◆ REQUIREMENTS:
Quote the items below verbatim, from the line containing "of the reflection" up to and including the line containing "120), (167, 121)]]", omitting any pictures from your answer.
## Begin SOURCE RECORDS
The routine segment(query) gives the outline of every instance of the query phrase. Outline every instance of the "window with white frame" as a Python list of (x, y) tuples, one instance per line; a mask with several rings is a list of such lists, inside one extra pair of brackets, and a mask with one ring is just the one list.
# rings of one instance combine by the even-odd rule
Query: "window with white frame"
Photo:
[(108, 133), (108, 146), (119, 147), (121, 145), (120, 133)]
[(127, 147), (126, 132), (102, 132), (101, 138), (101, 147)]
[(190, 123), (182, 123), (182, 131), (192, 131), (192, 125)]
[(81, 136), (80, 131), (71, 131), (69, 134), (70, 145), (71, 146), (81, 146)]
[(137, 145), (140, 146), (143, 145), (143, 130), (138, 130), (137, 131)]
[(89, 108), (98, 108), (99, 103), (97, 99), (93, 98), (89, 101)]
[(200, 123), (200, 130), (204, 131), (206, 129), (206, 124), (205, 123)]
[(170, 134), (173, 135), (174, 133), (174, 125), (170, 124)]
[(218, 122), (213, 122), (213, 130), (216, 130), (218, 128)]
## End SOURCE RECORDS
## Begin SOURCE RECORDS
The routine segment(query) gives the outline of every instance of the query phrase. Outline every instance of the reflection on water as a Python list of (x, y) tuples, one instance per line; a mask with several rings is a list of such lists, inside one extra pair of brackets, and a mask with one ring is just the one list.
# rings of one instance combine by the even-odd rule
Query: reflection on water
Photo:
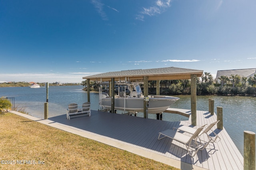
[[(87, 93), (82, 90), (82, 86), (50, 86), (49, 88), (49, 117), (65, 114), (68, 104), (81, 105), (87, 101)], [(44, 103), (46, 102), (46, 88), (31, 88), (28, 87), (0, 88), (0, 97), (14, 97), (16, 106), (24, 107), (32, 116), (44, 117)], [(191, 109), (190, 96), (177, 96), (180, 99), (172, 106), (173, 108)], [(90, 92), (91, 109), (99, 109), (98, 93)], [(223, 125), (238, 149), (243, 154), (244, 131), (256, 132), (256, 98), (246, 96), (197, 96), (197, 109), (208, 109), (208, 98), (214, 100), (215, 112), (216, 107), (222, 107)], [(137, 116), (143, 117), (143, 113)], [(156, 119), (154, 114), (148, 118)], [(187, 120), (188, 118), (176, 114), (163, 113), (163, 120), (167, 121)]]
## End SOURCE RECORDS
◆ TASK RESPONSE:
The routine segment(query) gives the outline of every instance of the query phrase. Outline every instance of the reflection on water as a Python list of (x, y) tuples, one instance per line; a mask with several rings is a list of such lists, inside one extra pair of brackets, and a mask with one ring is just the one list.
# rings of one instance combine by the even-odd rule
Query: reflection on water
Photo:
[[(87, 93), (82, 90), (82, 86), (50, 86), (49, 88), (49, 117), (65, 114), (68, 104), (81, 105), (87, 101)], [(44, 103), (46, 102), (46, 88), (31, 88), (28, 87), (0, 88), (0, 97), (14, 97), (16, 106), (24, 107), (32, 116), (44, 117)], [(191, 109), (190, 96), (177, 96), (180, 99), (172, 106), (173, 108)], [(90, 92), (91, 109), (99, 109), (98, 93)], [(223, 125), (238, 149), (243, 154), (244, 131), (256, 132), (256, 98), (246, 96), (197, 96), (197, 109), (208, 109), (208, 98), (214, 100), (215, 112), (216, 107), (222, 107)], [(137, 116), (143, 117), (143, 113)], [(156, 119), (154, 114), (148, 118)], [(187, 120), (188, 118), (176, 114), (163, 113), (163, 120), (167, 121)]]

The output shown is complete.